→ Direction 1
Translate this sentence from the Dufour vs Dehler thread into Spanish: "Dehler designs are narrower beam (thus less volume below) with deck layouts more attuned to racing."
→ Direction 2
Go on with the forum thread comparing Dufour and Dehler sailboats, starting right after its last post.

→ Document segment
* START *

# Dufour vs Dehler



## turbo87 (Sep 7, 2002)

I am looking at a Dehler 34 and a Dufour 34. Both are brand new with the Dufour not in production yet. Both are pretty similar. With no real information any opinions on either boat maker.


----------



## Guest (Sep 9, 2002)

In general in my experience with both, Dehlers seem to offer much better design and build quality than Dufours. That said the Dufour 34 is a brand new design and perhaps may be an improvement on prior models. 

Jeff


----------



## SailorMitch (Nov 18, 2005)

Both make fine boats with the edge definitely going to Dehler in overall quality. I''d put Dufour a cut above the Big Three (Hunter, Beneteau, Catalina) in quality and then Dehler a cut above Dufour. Dehler has stressed performance in prior models much more than Dufour. Having said that, I know Dufour is pushing performance in this new line.

I''ve spent considerable time poking through Dehler 36 and 39, and Dufour Classic 36 and 38. Dehler designs are narrower beam (thus less volume below) with deck layouts more attuned to racing. Dufour Classics are aimed more at cruising. I think a choice between the two would depend on your primary use -- cruising or racing. Certainly folks in Europe race Dufours and reportedly do well according to their posts on Sailnet. (Do racers ever say "my boat is a tub and I always come in last?") My first choice would be a Dehler of the two, but also want to see this new line from Dufour.


----------



## doubleplay (Nov 9, 2001)

* END *

Dataset rows:
* START *

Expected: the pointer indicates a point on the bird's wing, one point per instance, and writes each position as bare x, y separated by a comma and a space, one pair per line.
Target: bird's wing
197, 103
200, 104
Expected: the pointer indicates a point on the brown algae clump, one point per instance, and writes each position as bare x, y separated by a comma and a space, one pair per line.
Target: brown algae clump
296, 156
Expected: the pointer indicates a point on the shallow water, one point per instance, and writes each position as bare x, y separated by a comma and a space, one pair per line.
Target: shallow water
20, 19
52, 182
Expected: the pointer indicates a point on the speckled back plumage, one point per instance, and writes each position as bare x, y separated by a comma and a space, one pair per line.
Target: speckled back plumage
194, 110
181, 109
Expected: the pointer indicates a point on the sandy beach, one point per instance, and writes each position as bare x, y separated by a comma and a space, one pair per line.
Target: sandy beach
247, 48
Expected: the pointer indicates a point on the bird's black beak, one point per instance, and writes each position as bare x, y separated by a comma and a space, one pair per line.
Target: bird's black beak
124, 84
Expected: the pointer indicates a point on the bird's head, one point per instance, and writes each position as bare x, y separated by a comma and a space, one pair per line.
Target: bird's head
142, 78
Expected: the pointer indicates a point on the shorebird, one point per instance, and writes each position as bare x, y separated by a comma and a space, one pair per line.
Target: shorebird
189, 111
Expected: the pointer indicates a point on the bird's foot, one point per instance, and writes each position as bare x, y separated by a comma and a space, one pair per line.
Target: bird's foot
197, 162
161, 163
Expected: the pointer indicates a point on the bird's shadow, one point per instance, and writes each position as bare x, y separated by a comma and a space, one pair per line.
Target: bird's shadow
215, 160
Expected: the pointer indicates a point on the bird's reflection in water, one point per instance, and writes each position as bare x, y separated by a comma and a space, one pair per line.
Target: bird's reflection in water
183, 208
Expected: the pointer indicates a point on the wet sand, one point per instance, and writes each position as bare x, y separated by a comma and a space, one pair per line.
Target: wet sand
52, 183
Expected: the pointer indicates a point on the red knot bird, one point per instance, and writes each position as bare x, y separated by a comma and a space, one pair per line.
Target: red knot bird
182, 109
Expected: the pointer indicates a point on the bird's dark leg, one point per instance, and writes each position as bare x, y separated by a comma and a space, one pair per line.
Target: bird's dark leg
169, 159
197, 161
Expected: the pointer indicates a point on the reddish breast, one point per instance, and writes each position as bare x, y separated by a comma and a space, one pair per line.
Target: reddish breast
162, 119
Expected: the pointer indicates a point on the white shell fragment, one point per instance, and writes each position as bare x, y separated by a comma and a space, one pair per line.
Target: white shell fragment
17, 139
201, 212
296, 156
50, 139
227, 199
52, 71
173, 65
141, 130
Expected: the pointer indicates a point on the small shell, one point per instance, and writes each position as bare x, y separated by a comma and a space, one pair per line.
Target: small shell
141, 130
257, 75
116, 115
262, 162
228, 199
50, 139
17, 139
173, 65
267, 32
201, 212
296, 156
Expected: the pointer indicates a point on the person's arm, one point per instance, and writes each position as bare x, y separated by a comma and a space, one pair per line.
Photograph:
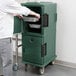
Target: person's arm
15, 8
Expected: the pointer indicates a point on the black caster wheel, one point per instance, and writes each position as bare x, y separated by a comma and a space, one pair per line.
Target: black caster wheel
41, 70
15, 67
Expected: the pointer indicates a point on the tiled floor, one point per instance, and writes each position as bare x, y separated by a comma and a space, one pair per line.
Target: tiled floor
54, 70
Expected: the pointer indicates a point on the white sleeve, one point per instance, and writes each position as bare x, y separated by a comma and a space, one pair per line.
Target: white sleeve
15, 8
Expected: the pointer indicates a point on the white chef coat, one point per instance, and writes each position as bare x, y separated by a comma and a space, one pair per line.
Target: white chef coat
7, 9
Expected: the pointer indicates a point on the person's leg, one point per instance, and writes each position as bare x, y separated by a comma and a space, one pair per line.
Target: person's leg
7, 56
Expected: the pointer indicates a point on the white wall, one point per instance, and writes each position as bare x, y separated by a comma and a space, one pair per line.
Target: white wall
66, 30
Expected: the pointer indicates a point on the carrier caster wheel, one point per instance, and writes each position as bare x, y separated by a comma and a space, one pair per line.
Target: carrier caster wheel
41, 70
15, 67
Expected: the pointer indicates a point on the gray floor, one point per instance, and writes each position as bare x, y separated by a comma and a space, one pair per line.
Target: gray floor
54, 70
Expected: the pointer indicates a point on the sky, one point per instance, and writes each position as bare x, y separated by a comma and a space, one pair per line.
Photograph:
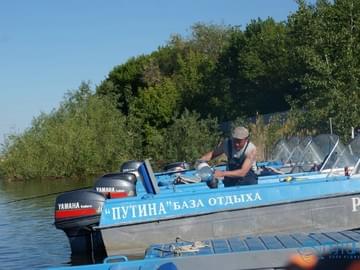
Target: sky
49, 47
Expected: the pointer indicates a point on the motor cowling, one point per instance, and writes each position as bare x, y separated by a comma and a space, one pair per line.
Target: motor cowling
80, 208
117, 185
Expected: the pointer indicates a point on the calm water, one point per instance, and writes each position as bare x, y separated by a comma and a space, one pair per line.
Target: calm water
28, 237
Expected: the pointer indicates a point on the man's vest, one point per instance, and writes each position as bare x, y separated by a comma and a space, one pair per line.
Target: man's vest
235, 163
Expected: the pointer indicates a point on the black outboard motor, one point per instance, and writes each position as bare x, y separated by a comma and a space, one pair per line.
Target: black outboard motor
76, 213
117, 185
177, 166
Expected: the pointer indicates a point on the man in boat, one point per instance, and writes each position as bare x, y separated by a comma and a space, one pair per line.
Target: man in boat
241, 156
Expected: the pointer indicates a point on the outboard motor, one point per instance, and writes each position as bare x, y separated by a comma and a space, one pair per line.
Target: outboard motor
177, 166
117, 185
76, 213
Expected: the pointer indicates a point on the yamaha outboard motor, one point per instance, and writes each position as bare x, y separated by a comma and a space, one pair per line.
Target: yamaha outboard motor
117, 185
76, 213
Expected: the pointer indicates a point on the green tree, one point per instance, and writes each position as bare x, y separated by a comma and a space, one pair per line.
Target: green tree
325, 64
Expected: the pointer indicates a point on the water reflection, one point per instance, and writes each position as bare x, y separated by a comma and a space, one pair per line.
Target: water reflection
28, 237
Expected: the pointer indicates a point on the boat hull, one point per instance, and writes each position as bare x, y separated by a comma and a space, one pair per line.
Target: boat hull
313, 215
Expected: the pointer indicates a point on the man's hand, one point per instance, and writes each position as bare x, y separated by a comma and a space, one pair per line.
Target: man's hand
219, 174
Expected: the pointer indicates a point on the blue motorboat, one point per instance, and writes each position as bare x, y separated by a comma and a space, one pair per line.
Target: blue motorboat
120, 217
250, 252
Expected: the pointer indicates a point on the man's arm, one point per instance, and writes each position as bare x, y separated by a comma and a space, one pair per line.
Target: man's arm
219, 150
249, 160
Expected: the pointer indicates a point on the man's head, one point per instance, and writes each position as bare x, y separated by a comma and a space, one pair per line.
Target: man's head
240, 136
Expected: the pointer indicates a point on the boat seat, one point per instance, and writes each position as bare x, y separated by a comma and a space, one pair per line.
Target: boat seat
148, 177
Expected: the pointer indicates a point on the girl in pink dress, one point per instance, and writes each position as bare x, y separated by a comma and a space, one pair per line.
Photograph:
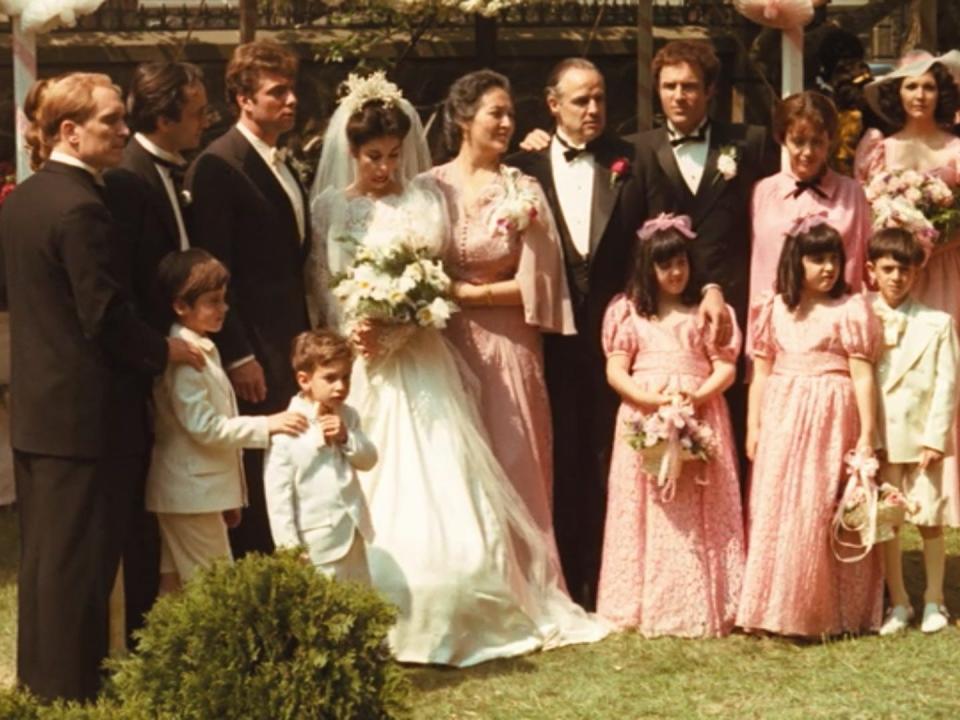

* END *

→ Exercise response 1
Los diseños de Dehler tienen una manga más estrecha (y, por lo tanto, menos volumen bajo cubierta), con distribuciones de cubierta más orientadas a la regata.

→ Exercise response 2
I was at Dusseldorf Boat Show when Dehler 34 was introduced for the first time.I spent a considerable amount of time looking at this boat.It is a lot more cruising oriented than performance oriented big brothers 36 and 39 altough it has a very similar layout to 36.
It is rated "A" which means unlimited oceans in European standarts.The tankage (water and fuel)is a little bit limited and also storage space is not enough for extended offshore cruising.However if you are looking for a fast and very well built boat for extended coastal sailingand occasional club racing you can not find a better boat for the money.
Dufour has been bought by Grand Soleil(quality Italian yacht maker)and they are re-designing their whole line so the new 34 probably will be a better than avarage boat like their new 40,but Dehler Boats are head and shoulders above Dufour in terms of build and parts quality.If money is no object I would definitely would go for Dehler...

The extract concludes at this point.